*PROBLEM DESCRIPTION*.
Write out all the lines below again, replacing "pixel coordinates" with "image coordinates" wherever it occurs and changing nothing else. Omit the pictures.
* begin ENTRIES SUPPLIED *
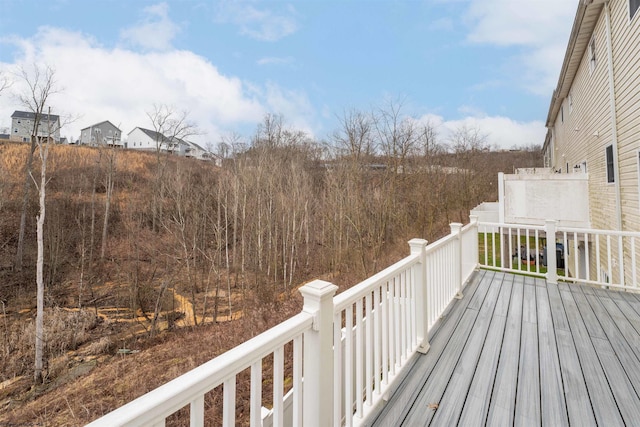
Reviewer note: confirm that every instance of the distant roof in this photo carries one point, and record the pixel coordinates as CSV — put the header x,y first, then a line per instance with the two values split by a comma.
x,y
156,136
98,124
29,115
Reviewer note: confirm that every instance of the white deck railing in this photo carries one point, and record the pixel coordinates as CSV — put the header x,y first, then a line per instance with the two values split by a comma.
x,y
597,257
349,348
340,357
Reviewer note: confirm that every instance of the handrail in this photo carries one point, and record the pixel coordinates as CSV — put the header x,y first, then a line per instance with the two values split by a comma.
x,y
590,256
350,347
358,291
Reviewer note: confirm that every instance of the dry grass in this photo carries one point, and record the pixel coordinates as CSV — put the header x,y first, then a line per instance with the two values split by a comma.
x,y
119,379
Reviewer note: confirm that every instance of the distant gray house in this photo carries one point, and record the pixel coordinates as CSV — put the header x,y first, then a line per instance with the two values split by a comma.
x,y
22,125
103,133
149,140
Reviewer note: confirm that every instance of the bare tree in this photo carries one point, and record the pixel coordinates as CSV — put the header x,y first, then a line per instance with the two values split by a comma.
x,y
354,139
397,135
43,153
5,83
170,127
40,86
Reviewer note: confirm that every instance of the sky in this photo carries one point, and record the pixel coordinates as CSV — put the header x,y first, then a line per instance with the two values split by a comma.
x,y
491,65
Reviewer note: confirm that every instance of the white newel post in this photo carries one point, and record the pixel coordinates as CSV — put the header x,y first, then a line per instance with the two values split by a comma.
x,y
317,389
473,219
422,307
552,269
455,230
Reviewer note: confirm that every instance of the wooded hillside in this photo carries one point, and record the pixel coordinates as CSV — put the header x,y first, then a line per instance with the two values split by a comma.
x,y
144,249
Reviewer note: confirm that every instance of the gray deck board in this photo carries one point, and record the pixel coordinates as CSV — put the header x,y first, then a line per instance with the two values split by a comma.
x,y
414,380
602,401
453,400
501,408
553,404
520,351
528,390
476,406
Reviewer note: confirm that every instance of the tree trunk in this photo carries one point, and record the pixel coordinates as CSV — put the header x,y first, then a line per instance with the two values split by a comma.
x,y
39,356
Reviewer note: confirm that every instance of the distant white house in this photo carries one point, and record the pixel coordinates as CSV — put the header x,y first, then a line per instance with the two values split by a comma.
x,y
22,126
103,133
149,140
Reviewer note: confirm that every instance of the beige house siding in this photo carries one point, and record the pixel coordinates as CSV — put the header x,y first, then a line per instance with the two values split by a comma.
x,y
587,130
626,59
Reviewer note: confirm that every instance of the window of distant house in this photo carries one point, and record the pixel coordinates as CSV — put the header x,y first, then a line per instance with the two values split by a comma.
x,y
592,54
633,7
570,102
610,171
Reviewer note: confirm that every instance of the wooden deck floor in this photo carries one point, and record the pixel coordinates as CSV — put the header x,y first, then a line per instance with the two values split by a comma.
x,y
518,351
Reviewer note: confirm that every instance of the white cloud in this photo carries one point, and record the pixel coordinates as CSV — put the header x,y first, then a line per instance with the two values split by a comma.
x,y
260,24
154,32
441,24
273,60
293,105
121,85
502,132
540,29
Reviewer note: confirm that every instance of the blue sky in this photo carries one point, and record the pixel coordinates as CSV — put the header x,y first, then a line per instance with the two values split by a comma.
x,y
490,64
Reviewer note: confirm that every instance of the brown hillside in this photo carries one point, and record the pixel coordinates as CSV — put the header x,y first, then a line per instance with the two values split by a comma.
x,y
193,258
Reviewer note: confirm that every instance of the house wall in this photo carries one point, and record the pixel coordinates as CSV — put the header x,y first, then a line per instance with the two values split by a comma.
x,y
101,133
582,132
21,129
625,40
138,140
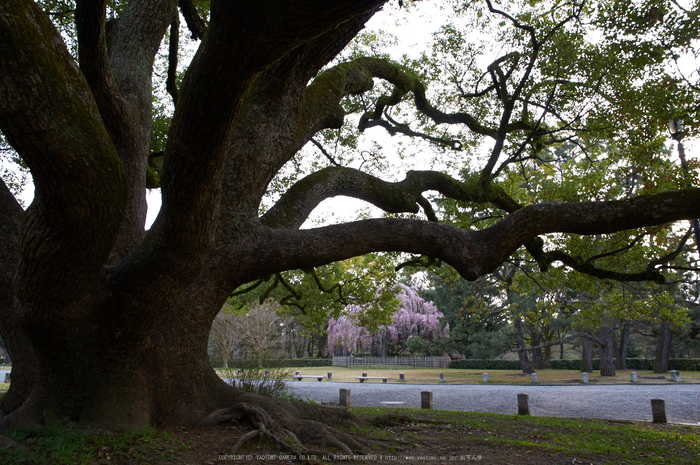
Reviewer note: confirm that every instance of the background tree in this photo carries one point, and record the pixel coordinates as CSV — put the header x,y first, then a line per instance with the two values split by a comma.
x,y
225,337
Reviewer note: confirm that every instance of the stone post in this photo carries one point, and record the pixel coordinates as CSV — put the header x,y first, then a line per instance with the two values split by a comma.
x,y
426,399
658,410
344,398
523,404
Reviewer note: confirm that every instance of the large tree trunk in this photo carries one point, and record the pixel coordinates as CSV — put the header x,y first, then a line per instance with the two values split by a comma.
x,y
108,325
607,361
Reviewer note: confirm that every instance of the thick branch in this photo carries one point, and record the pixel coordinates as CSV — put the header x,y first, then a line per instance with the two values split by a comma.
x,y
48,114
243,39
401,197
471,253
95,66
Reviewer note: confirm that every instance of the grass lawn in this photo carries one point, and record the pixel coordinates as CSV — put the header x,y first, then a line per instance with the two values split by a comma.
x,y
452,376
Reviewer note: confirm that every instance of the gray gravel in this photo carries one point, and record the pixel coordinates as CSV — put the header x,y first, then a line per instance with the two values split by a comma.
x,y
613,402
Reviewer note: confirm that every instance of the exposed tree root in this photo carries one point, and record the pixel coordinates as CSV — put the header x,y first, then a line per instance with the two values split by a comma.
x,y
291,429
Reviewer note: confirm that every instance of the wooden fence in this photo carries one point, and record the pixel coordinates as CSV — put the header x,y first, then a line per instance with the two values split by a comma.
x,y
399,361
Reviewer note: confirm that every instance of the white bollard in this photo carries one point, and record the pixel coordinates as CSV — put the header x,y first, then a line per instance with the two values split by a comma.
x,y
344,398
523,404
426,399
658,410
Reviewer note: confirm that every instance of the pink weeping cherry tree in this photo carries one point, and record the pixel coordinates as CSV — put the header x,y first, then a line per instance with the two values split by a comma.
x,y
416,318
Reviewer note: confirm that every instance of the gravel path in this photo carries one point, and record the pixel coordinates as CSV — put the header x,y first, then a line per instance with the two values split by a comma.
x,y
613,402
* end ENTRIES SUPPLIED *
*EXERCISE ANSWER*.
Reviewer note: confirm that every instance of the distant roof in this photo carries one point, and record the image coordinates as CSV — put the header x,y first, then a line per instance with the two values split by a comma.
x,y
156,136
98,124
29,115
Reviewer note: confirm that every instance of the white deck railing in this photo carries one point, and record the image coordinates as CSV — put the header x,y first, then a line per instance with the two values split by a comma.
x,y
597,257
349,348
340,357
Reviewer note: confirm that every instance of the handrail in this photo carries one point, and record the image coordinates as CSV — put the header x,y first, then a line per instance with the two values split by a comma.
x,y
590,256
350,347
358,291
Reviewer note: confirm that every instance of the dry grass in this photo carries one point, and record the image coordinates as CSV — put the header x,y first, then a line per instance with the two values split by a comma.
x,y
119,379
Reviewer note: confirm that every instance of the distant gray house in this photo carries one point, and record the image coordinates as CSV — put the header x,y first, then a line per instance with the two values split by a comma.
x,y
22,125
103,133
149,140
Reviewer note: confirm that every instance of the bare tree in this photo carries one point, and record the image coordinates as CSV — put the header x,y first, then a line per instance with the two values split by a comma.
x,y
354,139
397,135
43,153
5,83
170,127
40,86
Reviewer note: confirm that every instance of the sky in this photo carries one point, and record the image coordinates as CSV — put the header x,y first, then a line per instance with the two values split by a comma.
x,y
491,65
Reviewer note: confirm that every instance of the white newel post in this photo carries one point, and record the image coordinates as CSV — put the header x,y first, then a line per instance with the two values split by a comma.
x,y
317,389
473,219
422,307
552,269
455,230
Reviewer note: confirm that every instance of the wooded hillside in this photo carries one point, and record the image coordinates as CSV — put the header x,y first, then a line per instance with the two values split by a comma.
x,y
144,249
Reviewer note: confirm that every instance of the gray deck board in this photo carries one point, and record the image coordinates as CSV — put the header x,y first, then a line per instance with the two values split by a comma.
x,y
414,380
602,401
453,400
501,408
553,404
520,351
528,390
476,406
Reviewer note: confirm that every instance of the tree trunk in this photo carries one point, and record the image coordinates as CSV — put the header x,y first, then a line per instance with the two values split by a comma.
x,y
39,356
Reviewer note: confirm that every instance of the distant white house in this photo carries one point, and record the image coordinates as CSV — put the header x,y first, then a line per instance with the two values split by a comma.
x,y
22,126
103,133
149,140
Reviewer note: confirm that every instance of the beige house siding in this photo carries one point, and record the image coordinates as CSV — put the header x,y first, then a line per instance with the two values split by a comma.
x,y
587,130
626,59
Reviewer note: confirm that every instance of the window of distant house in this photo carries one point, and record the image coordinates as CSV — put the header x,y first, then a line per instance with the two values split by a comma.
x,y
592,54
633,7
570,102
610,171
Reviewer note: confirm that every instance of the wooden deck floor in this photo carries one point, and record the image coordinates as CSV — put the header x,y first, then a line per instance with the two values split by a comma.
x,y
518,351
Reviewer note: confirm that every instance of the white cloud in this photo carries one point, and record the image coordinates as CSV — put the header x,y first, then a line per instance with the two values split by a comma.
x,y
260,24
154,32
441,24
273,60
293,105
121,85
502,132
540,29
Reviewer note: confirm that every instance of the blue sky in this photo carries one point, and record the image coordinates as CSV — put the header x,y first, then a line per instance with the two values split by a comma.
x,y
490,64
Reviewer note: confirm that every instance of the brown hillside in this photo carries one point, and record the image coordinates as CSV — put the header x,y first, then a line per instance with the two values split by a comma.
x,y
193,258
Reviewer note: confirm that every instance of the house wall in this photo carries one point, and record the image coordinates as CSV — put the header x,y first, then a line per instance with the two values split by a comma.
x,y
101,133
582,132
21,129
625,40
138,140
Reviewer note: confirm that every instance of the background tree in this photo carries one point, and record the image coordinates as CSV — put the header x,y first, then a line per instance with the two values split by a comma.
x,y
225,337
Reviewer note: confirm that every instance of the stone post in this photo carries one point, and record the image coordinates as CSV — put the header x,y first, then a line per instance with the two values split by a comma.
x,y
426,399
658,410
344,398
523,404
Reviewer note: confirm that every instance of the large tree trunk in this photo carries one point, and record the image coordinates as CSV — put the header x,y first, then a line per instance with the two values split by a comma.
x,y
108,325
607,361
Reviewer note: confirm that every instance of the thick branch in this photo carries one point, and record the image coordinates as CSV — put the header x,y first, then a line per instance with the two values split by a comma.
x,y
48,114
243,39
401,197
471,253
95,66
Reviewer note: confirm that every instance of the grass lawn in this photo carries one point, and record the image coordinates as CSV — put the header x,y first, then a line per instance with the two values split by a comma.
x,y
452,376
Reviewer note: confirm that every instance of the gray gravel in this photo carries one point, and record the image coordinates as CSV — put the header x,y first, then a line per instance with the two values split by a comma.
x,y
613,402
Reviewer note: confirm that every instance of the exposed tree root in this photo carries one point, and record the image coordinates as CSV — put the header x,y first, then a line per instance with the two values split by a comma.
x,y
291,429
Reviewer note: confirm that every instance of the wooden fence in this photo carries one point, and record the image coordinates as CSV — put the header x,y first, then a line per instance with the two values split by a comma.
x,y
399,361
Reviewer note: confirm that every instance of the white bollard in this photo carries one point, and record the image coordinates as CSV — put the header x,y first, then a line per instance with the two values split by a comma.
x,y
344,398
523,404
426,399
658,410
Reviewer note: confirm that every instance of the pink weeping cherry tree in this photo carries one point, and record the image coordinates as CSV — put the header x,y first, then a line per instance with the two values split by a comma.
x,y
416,318
Reviewer note: confirm that every instance of the gravel path in this photo carries one point, and record the image coordinates as CSV — put the header x,y first, then a line per instance with the two values split by a comma.
x,y
613,402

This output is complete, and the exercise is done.